PAGE TEXT:
********
问题
Is there a possibility to copy data strided by a constant (or even non-constant) value to and from the CUDA device efficiently?
I want to diagonalize a large symmetric matrix.
Using the jacobi algorithm there is a bunch of operations using two rows and two columns within each iteration.
Since the Matrix itself is too big to be copied to the device entirely i am looking for a way to copy the two rows and columns to the device.
It would be nice to use the triangular matrix form to store the data but additional downsides like
- non-constant row-length [not that Kind of a Problem]
- non-constant stride of the column values [the stride increases by 1 for each row.]
arise. [edit: Even using triangular form it is still impossible to store the whole Matrix on the GPU.]
I looked at some timings and recognized that copying strided values one by one is very slow (synchronous as well as async.).
// edit: removed solution - added an answer
回答1:
Thanks to Robert Crovella for giving the right hint to use cudamemcpy2d. I'll append my test code to give everyone the possibility to comprehend...
If anyone Comes up with suggestions for solving the copy problem using row-major-ordered triangular matrices - feel free to write another answer please.
__global__ void setValues (double *arr, double value)
{
arr[blockIdx.x] = value;
}
int main( void )
********
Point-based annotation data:
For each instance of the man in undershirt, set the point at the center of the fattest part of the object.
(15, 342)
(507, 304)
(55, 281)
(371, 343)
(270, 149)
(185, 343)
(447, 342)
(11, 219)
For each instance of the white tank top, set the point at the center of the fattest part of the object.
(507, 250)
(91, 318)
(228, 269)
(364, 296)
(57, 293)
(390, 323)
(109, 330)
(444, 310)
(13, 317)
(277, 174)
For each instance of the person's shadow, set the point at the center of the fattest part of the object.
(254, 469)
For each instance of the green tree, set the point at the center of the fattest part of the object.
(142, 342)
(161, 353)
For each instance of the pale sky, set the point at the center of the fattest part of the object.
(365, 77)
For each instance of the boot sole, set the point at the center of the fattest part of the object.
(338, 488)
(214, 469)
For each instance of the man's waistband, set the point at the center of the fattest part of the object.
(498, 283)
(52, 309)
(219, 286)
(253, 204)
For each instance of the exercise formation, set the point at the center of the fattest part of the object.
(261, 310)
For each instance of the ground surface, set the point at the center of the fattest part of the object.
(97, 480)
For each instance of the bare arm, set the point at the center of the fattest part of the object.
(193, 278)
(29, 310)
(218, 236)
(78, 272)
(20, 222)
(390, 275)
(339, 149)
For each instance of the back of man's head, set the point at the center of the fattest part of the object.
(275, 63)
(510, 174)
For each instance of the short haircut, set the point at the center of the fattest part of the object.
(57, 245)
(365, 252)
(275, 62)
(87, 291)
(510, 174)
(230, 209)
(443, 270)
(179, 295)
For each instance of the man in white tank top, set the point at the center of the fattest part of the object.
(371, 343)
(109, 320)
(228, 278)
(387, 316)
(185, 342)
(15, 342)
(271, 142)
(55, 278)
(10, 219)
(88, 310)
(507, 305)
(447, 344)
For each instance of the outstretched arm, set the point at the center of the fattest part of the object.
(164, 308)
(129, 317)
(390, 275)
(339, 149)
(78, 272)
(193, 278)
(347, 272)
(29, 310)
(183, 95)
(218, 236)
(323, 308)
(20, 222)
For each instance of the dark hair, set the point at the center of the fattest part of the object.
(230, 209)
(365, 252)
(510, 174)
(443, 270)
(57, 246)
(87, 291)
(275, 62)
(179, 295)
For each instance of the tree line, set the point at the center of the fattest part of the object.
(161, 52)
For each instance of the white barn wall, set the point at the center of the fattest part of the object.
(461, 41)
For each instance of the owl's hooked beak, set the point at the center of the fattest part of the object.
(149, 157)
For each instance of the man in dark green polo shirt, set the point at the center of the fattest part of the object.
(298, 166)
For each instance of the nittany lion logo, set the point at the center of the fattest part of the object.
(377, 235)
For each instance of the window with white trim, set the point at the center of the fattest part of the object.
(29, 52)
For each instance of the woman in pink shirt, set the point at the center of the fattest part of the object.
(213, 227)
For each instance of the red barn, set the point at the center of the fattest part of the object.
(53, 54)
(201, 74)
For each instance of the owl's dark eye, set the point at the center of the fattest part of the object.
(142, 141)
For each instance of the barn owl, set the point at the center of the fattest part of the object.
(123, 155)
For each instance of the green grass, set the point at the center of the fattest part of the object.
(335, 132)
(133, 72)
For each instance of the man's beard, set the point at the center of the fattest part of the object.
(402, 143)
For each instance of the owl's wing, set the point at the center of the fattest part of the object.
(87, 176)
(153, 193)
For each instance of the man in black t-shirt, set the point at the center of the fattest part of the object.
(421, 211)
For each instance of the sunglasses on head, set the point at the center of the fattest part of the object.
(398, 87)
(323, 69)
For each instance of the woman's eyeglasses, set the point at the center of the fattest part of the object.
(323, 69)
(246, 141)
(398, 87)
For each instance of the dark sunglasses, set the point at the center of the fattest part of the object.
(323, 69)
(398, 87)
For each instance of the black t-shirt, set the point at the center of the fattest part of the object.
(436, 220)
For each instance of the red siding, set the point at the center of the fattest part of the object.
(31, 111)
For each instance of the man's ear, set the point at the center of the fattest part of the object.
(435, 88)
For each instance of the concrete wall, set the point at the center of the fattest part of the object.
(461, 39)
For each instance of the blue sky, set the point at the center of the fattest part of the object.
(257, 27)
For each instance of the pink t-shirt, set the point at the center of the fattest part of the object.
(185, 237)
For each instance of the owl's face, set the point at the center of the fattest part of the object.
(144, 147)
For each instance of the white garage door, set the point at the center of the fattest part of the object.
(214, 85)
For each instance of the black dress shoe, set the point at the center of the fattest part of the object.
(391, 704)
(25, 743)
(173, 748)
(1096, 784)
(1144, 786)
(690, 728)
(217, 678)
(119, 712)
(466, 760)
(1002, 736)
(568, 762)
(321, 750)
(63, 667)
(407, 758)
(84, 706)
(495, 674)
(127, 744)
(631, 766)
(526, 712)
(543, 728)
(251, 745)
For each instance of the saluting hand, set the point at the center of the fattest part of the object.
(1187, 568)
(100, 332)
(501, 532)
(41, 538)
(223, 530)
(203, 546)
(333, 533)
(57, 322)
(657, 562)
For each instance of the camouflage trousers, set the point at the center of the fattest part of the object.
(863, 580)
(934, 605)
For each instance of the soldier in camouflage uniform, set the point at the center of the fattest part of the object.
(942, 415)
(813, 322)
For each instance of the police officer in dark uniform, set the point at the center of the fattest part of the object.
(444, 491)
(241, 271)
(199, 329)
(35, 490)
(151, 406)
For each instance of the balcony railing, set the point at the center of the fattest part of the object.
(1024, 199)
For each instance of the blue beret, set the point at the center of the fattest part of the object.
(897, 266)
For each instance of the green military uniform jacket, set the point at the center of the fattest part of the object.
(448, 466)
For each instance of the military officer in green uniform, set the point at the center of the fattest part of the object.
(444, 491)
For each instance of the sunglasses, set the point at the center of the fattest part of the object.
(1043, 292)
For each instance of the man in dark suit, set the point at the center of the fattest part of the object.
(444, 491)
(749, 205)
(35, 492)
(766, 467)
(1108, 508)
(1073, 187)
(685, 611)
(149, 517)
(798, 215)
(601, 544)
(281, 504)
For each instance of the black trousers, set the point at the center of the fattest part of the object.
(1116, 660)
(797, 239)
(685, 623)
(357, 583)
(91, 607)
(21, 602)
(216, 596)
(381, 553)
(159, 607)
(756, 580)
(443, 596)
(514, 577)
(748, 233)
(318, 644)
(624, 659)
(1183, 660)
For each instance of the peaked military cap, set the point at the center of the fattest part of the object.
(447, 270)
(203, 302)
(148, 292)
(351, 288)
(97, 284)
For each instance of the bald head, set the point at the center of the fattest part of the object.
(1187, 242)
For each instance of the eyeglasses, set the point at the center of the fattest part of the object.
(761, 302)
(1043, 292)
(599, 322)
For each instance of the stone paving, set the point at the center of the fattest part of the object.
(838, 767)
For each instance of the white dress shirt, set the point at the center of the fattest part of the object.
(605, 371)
********
SHORT EXERCISE 1:
Rewrite the CUDA forum thread from "If anyone Comes" up to and including "main( void )", changing every "arr" to "buf".
SHORT EXERCISE 2:
Answer these questions using the CUDA forum thread:
(a) What kind of matrix does the asker want to diagonalize?
(b) Which algorithm is being used?
(c) Who gave the hint, and which function did the hint point to?
SHORT EXERCISE 3:
Pick up the CUDA forum thread after its last line and keep writing.

FINAL ANSWER 1:
If anyone Comes up with suggestions for solving the copy problem using row-major-ordered triangular matrices - feel free to write another answer please.
__global__ void setValues (double *buf, double value)
{
buf[blockIdx.x] = value;
}
int main( void )

FINAL ANSWER 2:
(a) A large symmetric matrix.
(b) The Jacobi algorithm.
(c) Robert Crovella, pointing to cudamemcpy2d.

FINAL ANSWER 3:
{
// define consts
static size_t const R = 10, C = 10, RC = R*C;
// create matrices and initialize
double * matrix = (double*) malloc(RC*sizeof(double)),
*final_matrix = (double*) malloc(RC*sizeof(double));
for (size_t i=0; i<RC; ++i) matrix[i] = rand()%R+10;
memcpy(final_matrix, matrix, RC*sizeof(double));
// create vectors on the device
double *dev_col, *dev_row,
*h_row = (double*) malloc(C*sizeof(double)),
*h_col = (double*) malloc(R*sizeof(double));
cudaMalloc((void**)&dev_row, C * sizeof(double));
cudaMalloc((void**)&dev_col, R * sizeof(double));
// choose row / col to copy
size_t selected_row = 7, selected_col = 3;
// since we are in row-major order we can copy the row at once
cudaMemcpy(dev_row, &matrix[selected_row*C],
C * sizeof(double), cudaMemcpyHostToDevice);
// the colum needs to be copied using cudaMemcpy2D
// with Columnsize*sizeof(type) as source pitch
cudaMemcpy2D(dev_col, sizeof(double), &matrix[selected_col],
C*sizeof(double), sizeof(double), R, cudaMemcpyHostToDevice);
// copy back to host to check whether we got the right column and row
cudaMemcpy(h_row, dev_row, C * sizeof(double), cudaMemcpyDeviceToHost);
cudaMemcpy(h_col, dev_col, R * sizeof(double), cudaMemcpyDeviceToHost);
// change values to evaluate backcopy
setValues<<<R, 1>>>(dev_col, 88.0); // column should be 88
setValues<<<C, 1>>>(dev_row, 99.0); // row should be 99
// backcopy
cudaMemcpy(&final_matrix[selected_row*C], dev_row,
C * sizeof(double), cudaMemcpyDeviceToHost);
cudaMemcpy2D(&final_matrix[selected_col], C*sizeof(double), dev_col,
sizeof(double), sizeof(double), R, cudaMemcpyDeviceToHost);
cudaDeviceSynchronize();
// output for checking functionality
printf("Initial Matrix:\n");
for (size_t i=0; i<R; ++i)
{
for (size_t j=0; j<C; ++j) printf(" %lf", matrix[i*C+j]);
printf("\n");
}
printf("\nRow %u values: ", selected_row);
for (size_t i=0; i<C; ++i) printf(" %lf", h_row[i]);
printf("\nCol %u values: ", selected_col);
for (size_t i=0; i<R; ++i) printf(" %lf", h_col[i]);
printf("\n\n");
printf("Final Matrix:\n");
for (size_t i=0; i<R; ++i)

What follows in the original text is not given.